__Exercise__: Write out all of the rows below, copying each line without changing anything.

Records of labeled points
* start *
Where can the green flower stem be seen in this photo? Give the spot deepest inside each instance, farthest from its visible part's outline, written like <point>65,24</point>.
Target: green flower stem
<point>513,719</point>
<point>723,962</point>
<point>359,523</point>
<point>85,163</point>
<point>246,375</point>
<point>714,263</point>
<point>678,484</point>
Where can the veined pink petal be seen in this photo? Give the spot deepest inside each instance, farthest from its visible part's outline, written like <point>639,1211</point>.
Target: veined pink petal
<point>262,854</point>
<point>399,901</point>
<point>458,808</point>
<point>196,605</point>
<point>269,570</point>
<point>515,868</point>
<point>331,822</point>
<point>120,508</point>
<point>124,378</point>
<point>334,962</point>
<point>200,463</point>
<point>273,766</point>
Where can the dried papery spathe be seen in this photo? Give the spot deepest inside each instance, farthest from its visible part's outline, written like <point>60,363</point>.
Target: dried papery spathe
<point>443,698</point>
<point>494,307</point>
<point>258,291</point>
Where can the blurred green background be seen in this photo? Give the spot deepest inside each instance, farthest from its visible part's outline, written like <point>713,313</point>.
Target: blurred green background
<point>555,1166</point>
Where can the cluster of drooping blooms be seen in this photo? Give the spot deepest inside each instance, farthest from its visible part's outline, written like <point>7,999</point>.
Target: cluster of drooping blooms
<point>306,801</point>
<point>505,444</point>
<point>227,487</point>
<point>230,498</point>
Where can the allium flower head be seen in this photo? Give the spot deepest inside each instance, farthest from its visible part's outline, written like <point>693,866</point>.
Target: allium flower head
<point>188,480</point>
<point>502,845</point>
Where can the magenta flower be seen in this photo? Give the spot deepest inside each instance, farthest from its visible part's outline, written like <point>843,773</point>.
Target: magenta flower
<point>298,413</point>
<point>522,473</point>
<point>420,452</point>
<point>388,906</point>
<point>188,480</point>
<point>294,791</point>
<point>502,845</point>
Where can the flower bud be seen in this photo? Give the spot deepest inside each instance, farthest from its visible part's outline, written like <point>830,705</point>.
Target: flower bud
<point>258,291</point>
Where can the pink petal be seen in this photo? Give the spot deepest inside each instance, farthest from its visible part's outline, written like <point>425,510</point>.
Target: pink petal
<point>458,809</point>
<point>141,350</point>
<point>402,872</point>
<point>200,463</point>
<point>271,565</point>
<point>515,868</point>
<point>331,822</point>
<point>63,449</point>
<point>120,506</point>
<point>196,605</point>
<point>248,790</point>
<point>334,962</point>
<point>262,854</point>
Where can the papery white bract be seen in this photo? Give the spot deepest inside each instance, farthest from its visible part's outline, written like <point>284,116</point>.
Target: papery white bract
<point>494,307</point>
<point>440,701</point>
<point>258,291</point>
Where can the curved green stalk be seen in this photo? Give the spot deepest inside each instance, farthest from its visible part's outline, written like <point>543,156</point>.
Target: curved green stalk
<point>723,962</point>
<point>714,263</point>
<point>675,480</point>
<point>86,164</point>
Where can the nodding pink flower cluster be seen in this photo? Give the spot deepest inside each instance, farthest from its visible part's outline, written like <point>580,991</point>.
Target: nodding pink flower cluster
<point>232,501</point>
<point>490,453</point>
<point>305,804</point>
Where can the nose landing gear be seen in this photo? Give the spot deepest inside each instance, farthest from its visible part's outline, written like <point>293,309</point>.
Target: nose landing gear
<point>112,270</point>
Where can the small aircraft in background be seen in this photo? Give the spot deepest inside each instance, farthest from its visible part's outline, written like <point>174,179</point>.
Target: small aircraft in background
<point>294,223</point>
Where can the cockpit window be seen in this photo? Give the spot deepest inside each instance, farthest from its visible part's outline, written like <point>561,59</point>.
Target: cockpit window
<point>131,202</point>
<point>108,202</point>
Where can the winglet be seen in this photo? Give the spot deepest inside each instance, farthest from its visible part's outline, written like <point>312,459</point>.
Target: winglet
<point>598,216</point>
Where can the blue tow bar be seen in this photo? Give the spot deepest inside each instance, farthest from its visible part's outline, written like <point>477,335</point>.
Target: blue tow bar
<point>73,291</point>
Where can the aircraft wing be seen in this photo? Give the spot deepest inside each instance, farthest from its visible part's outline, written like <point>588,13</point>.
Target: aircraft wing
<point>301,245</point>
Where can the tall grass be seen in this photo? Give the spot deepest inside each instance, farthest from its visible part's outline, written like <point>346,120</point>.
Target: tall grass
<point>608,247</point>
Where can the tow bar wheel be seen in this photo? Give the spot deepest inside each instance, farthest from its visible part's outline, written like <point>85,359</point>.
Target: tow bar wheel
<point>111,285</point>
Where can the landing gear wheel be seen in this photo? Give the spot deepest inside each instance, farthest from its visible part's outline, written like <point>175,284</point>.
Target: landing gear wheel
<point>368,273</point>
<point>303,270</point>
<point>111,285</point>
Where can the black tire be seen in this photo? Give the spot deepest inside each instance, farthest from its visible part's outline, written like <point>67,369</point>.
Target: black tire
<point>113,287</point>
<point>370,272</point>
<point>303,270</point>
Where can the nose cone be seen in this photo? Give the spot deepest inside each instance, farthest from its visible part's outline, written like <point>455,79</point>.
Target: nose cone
* end *
__Solution for this problem__:
Where can the green flower stem be seen in this photo? Give the spot deepest inside each instance, farthest from its visible part's outline, written like <point>65,24</point>.
Target: green flower stem
<point>513,719</point>
<point>723,962</point>
<point>359,523</point>
<point>85,163</point>
<point>246,375</point>
<point>714,263</point>
<point>678,484</point>
Where can the veined pink petal be seen in this photo? Give the spot deepest inside each instance, farthest from its visible part's outline, written like <point>639,1211</point>.
Target: veined pink petal
<point>262,854</point>
<point>399,901</point>
<point>458,808</point>
<point>196,605</point>
<point>269,570</point>
<point>515,868</point>
<point>331,822</point>
<point>120,508</point>
<point>124,378</point>
<point>334,962</point>
<point>200,463</point>
<point>273,766</point>
Where can the dried papery spathe be seen in this photo? Give the spot deepest inside each instance, farthest from its visible part's outline, written like <point>60,363</point>.
Target: dried papery spathe
<point>443,698</point>
<point>494,307</point>
<point>258,291</point>
Where can the blurred green background be seen in this photo? Give the spot deepest inside each instance, farthest from its visible part's outline, written like <point>713,313</point>.
Target: blurred green background
<point>555,1166</point>
Where can the cluster of drooping blooms be seen in this photo? Give the spot deepest inside each instance, farthest from its visible part's outline, written like <point>7,999</point>.
Target: cluster of drooping blooms
<point>306,801</point>
<point>505,444</point>
<point>227,487</point>
<point>230,498</point>
Where can the allium flower head be seen in this photo? Give the spot deepest inside each instance, farthest from its visible part's outline, written like <point>693,866</point>.
Target: allium flower head
<point>188,480</point>
<point>502,845</point>
Where can the magenta flower be seen in this photo? Give the spot deepest inside each instance, farthest from its visible part's outline, written like <point>843,773</point>.
Target: magenta flower
<point>298,413</point>
<point>522,473</point>
<point>420,452</point>
<point>388,906</point>
<point>188,480</point>
<point>294,791</point>
<point>502,845</point>
Where can the flower bud be seen in this photo? Give the spot deepest inside each instance, farthest from its visible part's outline, written like <point>830,705</point>.
Target: flower bud
<point>258,291</point>
Where can the pink petal be seen in this photo? Give the spot deepest inside each instance, farthest from its visible part's outline, written like <point>425,510</point>.
Target: pink petal
<point>458,809</point>
<point>141,350</point>
<point>402,872</point>
<point>200,463</point>
<point>271,565</point>
<point>515,868</point>
<point>331,822</point>
<point>63,449</point>
<point>120,506</point>
<point>196,605</point>
<point>248,790</point>
<point>334,962</point>
<point>262,854</point>
Where can the papery white bract be seen in this photo? Give the spot deepest inside each instance, farthest from its visible part's outline, written like <point>284,116</point>.
Target: papery white bract
<point>494,307</point>
<point>440,701</point>
<point>258,291</point>
Where can the curved green stalk be seen in this photo? Give the spot deepest inside each instance, farthest from its visible part's outline, written like <point>543,156</point>.
Target: curved green stalk
<point>723,962</point>
<point>714,263</point>
<point>675,480</point>
<point>86,164</point>
Where can the nodding pink flower cluster be seen in this photo? Give the spot deepest inside each instance, farthest from its visible part's outline, written like <point>580,991</point>.
Target: nodding pink flower cluster
<point>232,501</point>
<point>490,453</point>
<point>305,804</point>
Where can the nose landing gear be seen in this photo? Give the spot deepest inside each instance, farthest from its visible part's outline, written like <point>293,309</point>.
Target: nose landing gear
<point>112,270</point>
Where can the small aircraft in background be seen in this photo? Give the spot deepest inside each instance, farthest from its visible part's outline, written like <point>174,179</point>.
Target: small aircraft in background
<point>294,223</point>
Where can the cockpit window be seen in this photo? Give the spot deepest inside each instance, farthest from its visible part's outline, written like <point>561,59</point>.
Target: cockpit window
<point>131,202</point>
<point>108,202</point>
Where can the winglet be seen in this photo? Give the spot deepest inside each instance, farthest from its visible part's outline, written like <point>312,459</point>.
Target: winglet
<point>598,216</point>
Where can the blue tow bar be seen in this photo? Give the spot deepest inside each instance, farthest from its visible part's outline, written like <point>477,335</point>.
Target: blue tow bar
<point>73,291</point>
Where can the aircraft wing be seen in this photo? Give the spot deepest inside each instance, farthest from its visible part's outline, written like <point>588,13</point>.
Target: aircraft wing
<point>301,245</point>
Where can the tall grass be seen in this photo? Give the spot deepest inside each instance, farthest from its visible part's outline, written like <point>346,120</point>.
Target: tall grass
<point>608,247</point>
Where can the tow bar wheel be seen in this photo? Give the spot deepest inside each instance, farthest from its visible part's outline, written like <point>85,359</point>.
Target: tow bar wheel
<point>111,285</point>
Where can the landing gear wheel be seen in this photo? Give the spot deepest inside each instance, farthest from its visible part's outline, written like <point>175,284</point>.
Target: landing gear wheel
<point>368,273</point>
<point>303,270</point>
<point>111,285</point>
Where can the black tire be seen in this photo? Give the spot deepest inside each instance, farthest from its visible part's outline, written like <point>67,369</point>.
Target: black tire
<point>113,287</point>
<point>370,272</point>
<point>303,270</point>
Where can the nose cone be seen in this photo? Give the spot deepest inside each instance, farthest from its visible part's outline, written like <point>455,79</point>.
Target: nose cone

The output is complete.